> **Source passage**
## Start

Matt: Yeah, right. And, soon, who won't be? Even more people. But -- you know. So, I get from Comcast not only my connectivity but I also get web-browsing capabilities. And I also get an e-mail address. And I get the ability to do all sorts of things online that Comcast is bundling together with their telecom service. And it went all the way up to the Supreme Court. The Supreme Court didn't say, yes, you're right, FCC, that's the way to think about it. They just said, this in your discretion -- that the FCC was right to say there was no logical way to look at this and kind of divide up those different services that Comcast or Verizon or AT&T might provide to you.
However true that was in 2002, it's certainly not true today, for almost anybody, you know. Very few people use the e-mail address that comes along with their broadband provider -- with their broadband provider's connection. Or, if they do, they probably use that but they also use a Gmail address, or some sort of work address that they get through their place of business, or through their university. So, you know, the notion that, somehow, the information riding on top of the wire is the same thing as the wire MAY have been a little more sensible back in 2002, even though we think it was wrong at the time, and said so at the time -- a lot of public interest advocates who were working on this back then. But whatever the truth of it was then, I think it's pretty clearly not the case today, as broadband technology and broadband uses continue to evolve.
It's somewhere between the technical and the political. There are, you know, legal questions -- well, can the FCC change its mind after making a decision like this? Or is there sufficient justification for them to change their mind? And we would say yeah in both cases -- they can definitely change their mind as the facts change. And they have the legal ability to do that. But, you know, like anything that happens, not only in DC but in this country, there will probably be a lawsuit. There will inevitably be lawsuits if the FCC goes down this path. We just think that they should be sued for doing the right thing, for a change, rather than for continuing to compromise -- and yet losing in court, even as they compromise, and give away a lot of their authority.
Chris: So, can I sum up the current situation as FCC Chairman Wheeler saying, net neutrality is a good thing, and we need to preserve it, and I can do that without reclassifying. And millions of people submitting comments saying, NO, you can't; the courts have told you twice; you can't; you have to reclassify if you want to preserve network neutrality?
Matt: Yeah, that's exactly right. I mean, what he's saying is: I agree that net neutrality is important, that ISPs shouldn't be blocking or discriminating against traffic, or slowing down or speeding up certain kinds of content. And what he's also saying is that I will protect you from that happening, using this compromised legal approach. And that's exactly what the DC Circuit Court of Appeals told him in January he COULDN'T do. What they said was that if the FCC continues to proceed without treating broadband as a telecom service, once again, ... Again, remember, they could do that, but if they decide not to do that at the FCC, then they have to allow ISPs substantial room for individualized bargaining and discrimination. They're basically saying, if it's not a common carrier service -- if it's not something that has to be made available to everybody on roughly the same terms -- then you have to let companies like Comcast charge a different rate to Netflix than they charge to Amazon. Or charge a different rate to some video sites than they charge to others. Or slice and dice however you want. That that is basically the only way to avoid getting struck down again for, you know, saying that broadband is not a telecom service and yet we're going to apply telecom obligations to it.

## End

> **Dataset extract**
## Start

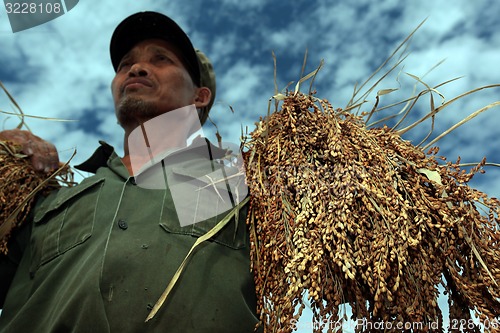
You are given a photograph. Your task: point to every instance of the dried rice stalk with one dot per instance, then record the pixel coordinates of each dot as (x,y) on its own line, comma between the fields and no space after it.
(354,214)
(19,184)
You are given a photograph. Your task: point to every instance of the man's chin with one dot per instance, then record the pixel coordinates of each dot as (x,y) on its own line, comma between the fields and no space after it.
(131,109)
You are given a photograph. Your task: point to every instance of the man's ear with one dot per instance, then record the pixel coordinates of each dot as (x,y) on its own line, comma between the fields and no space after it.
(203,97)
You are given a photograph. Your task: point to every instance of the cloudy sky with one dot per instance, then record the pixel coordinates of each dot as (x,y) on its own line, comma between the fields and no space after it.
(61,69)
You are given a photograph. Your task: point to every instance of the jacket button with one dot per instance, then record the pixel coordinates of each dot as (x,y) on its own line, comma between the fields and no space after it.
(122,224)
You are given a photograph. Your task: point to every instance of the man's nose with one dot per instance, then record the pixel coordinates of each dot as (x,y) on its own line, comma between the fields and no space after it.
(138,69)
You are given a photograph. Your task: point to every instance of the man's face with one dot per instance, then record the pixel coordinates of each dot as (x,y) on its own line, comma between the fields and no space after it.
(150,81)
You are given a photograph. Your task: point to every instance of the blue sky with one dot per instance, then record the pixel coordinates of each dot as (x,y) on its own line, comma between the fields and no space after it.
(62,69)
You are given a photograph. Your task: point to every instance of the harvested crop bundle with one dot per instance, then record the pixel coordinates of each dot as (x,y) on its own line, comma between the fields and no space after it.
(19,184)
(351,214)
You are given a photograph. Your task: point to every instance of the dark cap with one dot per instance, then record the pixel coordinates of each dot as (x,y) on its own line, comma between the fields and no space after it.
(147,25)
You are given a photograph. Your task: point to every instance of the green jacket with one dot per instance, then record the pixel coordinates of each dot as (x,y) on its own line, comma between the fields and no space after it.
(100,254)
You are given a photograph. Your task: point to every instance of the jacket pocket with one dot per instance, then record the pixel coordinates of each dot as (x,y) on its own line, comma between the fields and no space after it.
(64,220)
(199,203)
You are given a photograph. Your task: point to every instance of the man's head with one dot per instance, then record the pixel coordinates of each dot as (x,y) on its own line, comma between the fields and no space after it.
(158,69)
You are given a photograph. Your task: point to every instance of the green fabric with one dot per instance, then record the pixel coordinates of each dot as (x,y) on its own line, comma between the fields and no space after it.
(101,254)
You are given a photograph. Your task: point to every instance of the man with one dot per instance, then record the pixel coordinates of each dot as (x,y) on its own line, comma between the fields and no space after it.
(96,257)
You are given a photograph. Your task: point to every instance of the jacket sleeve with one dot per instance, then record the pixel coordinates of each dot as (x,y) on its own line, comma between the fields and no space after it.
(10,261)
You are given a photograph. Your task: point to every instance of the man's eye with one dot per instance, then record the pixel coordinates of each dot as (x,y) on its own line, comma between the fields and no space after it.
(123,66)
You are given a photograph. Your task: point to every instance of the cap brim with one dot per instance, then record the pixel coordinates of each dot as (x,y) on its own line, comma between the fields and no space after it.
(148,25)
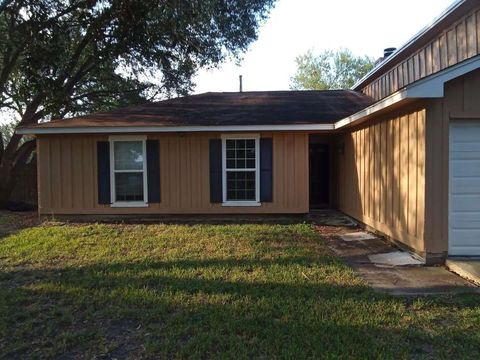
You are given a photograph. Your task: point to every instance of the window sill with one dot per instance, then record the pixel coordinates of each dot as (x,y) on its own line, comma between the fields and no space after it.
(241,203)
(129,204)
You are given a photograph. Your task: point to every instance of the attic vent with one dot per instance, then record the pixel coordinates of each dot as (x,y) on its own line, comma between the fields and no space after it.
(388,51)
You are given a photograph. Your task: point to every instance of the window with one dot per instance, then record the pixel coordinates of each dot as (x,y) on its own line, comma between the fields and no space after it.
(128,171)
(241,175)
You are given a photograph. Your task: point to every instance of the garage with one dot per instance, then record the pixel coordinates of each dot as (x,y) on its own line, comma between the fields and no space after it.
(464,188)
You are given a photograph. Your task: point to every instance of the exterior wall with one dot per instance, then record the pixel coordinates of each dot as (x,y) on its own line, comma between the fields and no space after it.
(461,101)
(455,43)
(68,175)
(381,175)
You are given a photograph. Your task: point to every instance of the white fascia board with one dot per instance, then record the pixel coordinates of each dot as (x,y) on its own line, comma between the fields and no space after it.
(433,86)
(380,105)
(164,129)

## End

> **Set problem A**
In the net neutrality interview, what does Matt say he gets from Comcast besides his connectivity?
> **Set problem B**
Continue the net neutrality interview from the point where it ends.
The listing is drawn from a separate source.

> **Written answer A**
Web-browsing capabilities, an e-mail address, and the ability to do all sorts of things online that Comcast bundles with its telecom service.

> **Written answer B**
Chris: So, let's fast-forward a little bit to this future where we have the FCC having already decided to reclassify, and broadband is, once again, a Title II service. In that world, there still can be paid prioritization, right? I think this is a point that we're seeing some make right now, including Earl Comstock, who basically points out that, you know, you can still have differentiation with common carrier, but it's just that the FCC would have more tools. Is that -- I mean, basically, the question to you is: if we get Title II reclassification, does that automatically mean network neutrality is saved?
Matt: I wouldn't necessarily agree with the notion that they have to allow quote "paid prioritization." And here's what I mean by that. So, Title II was the place where the telecom regulations live in the statute. And if the FCC puts broadband back under Title II of the Communications Act and treats it as a common carrier, it will have the power to prevent what the law calls unreasonable discrimination -- or unjust and unreasonable discrimination. That's right there in the statute. That doesn't mean that every kind of differentiation -- I think that's a good word to differentiate from discrimination -- you know, that every different kind of service plan would be somehow illegal. That's not to say, you know, that everybody has to get the same speed at the same price. Because I can buy from my ISP 10 Mbps downstream and you can buy 20. And that's fine, because it's not discriminating between different sources. It's not saying, you know, Matt gets
10 because we don't like his content, but Chris gets 20 because he's got a special deal with us. It's just paying for pure capacity for transmission speed.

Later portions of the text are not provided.